**TEXT PROVIDED**:
By ALEXANDRA ZAYAS, Times Staff Writer
Published January 11, 2008
Workers installing telephone poles had hit a pipe, she was told. Twenty-five people evacuated from Seventh Avenue after flammable gas rose in a cloud 50 feet high - over Ybor!
Costantino, president of East Ybor's neighborhood association, turned on the news. The gas leak was on Seventh Avenue, but at the intersection with Central Avenue.
That's in Tampa Heights.
But flashing on the TV screen, and in bold on newspaper Web sites, the dateline read: Ybor City.
Not again, she thought.
A week later, Tony LaColla, president of the adjacent Historic Ybor Neighborhood Civic Association, fired off a press release.
"Negative press due to inaccurate reporting and trying to link crime to Ybor City is killing the reputation of our neighborhood and historic district," LaColla wrote. "THIS MUST STOP!!!"
Boundaries are serious business for Tampa's neighborhood presidents. These are the streets they patrol with their crime watch groups, the homes that make theirs go up in value. So when crime happens outside their limits, and their neighborhood's name is invoked, they get mad.

**SUPPLIED INFORMATION**:
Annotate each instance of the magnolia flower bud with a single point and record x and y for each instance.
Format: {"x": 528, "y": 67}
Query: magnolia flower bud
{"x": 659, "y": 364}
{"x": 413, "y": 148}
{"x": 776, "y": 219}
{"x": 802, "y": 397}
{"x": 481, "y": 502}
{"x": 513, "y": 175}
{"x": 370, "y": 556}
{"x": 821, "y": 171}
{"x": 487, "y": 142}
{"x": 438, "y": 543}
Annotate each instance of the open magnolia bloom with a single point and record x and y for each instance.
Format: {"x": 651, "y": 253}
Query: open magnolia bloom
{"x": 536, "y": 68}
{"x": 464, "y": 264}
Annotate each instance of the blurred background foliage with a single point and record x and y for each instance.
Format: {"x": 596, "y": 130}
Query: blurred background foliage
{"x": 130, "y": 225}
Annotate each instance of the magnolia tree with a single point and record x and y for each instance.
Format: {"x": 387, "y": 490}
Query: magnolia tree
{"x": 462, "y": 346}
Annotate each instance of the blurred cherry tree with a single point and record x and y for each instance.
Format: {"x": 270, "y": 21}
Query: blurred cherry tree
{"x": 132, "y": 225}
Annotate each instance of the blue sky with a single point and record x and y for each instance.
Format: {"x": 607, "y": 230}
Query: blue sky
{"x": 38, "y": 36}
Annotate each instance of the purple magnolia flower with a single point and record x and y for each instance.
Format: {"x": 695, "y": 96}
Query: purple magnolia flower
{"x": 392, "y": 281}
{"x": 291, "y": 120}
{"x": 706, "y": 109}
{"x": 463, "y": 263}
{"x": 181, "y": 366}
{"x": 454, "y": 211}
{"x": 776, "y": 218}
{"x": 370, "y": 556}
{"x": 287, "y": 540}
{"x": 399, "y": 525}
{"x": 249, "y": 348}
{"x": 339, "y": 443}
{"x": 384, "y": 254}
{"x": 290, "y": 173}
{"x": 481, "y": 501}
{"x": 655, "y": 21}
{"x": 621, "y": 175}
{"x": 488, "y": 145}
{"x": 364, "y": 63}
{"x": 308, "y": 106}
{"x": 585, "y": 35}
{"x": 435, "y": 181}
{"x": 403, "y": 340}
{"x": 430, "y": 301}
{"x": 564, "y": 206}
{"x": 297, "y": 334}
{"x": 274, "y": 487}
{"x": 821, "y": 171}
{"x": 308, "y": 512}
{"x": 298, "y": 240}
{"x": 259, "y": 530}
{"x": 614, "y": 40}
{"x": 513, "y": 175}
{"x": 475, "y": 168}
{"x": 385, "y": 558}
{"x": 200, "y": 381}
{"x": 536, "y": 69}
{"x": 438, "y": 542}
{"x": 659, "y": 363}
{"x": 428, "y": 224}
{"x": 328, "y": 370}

**REQUIREMENT**: Reproduce the Ybor City article above from "By ALEXANDRA ZAYAS, Times" up to and including "with Central Avenue.".

**SOLUTION BELOW**:
By ALEXANDRA ZAYAS, Times Staff Writer
Published January 11, 2008
Workers installing telephone poles had hit a pipe, she was told. Twenty-five people evacuated from Seventh Avenue after flammable gas rose in a cloud 50 feet high - over Ybor!
Costantino, president of East Ybor's neighborhood association, turned on the news. The gas leak was on Seventh Avenue, but at the intersection with Central Avenue.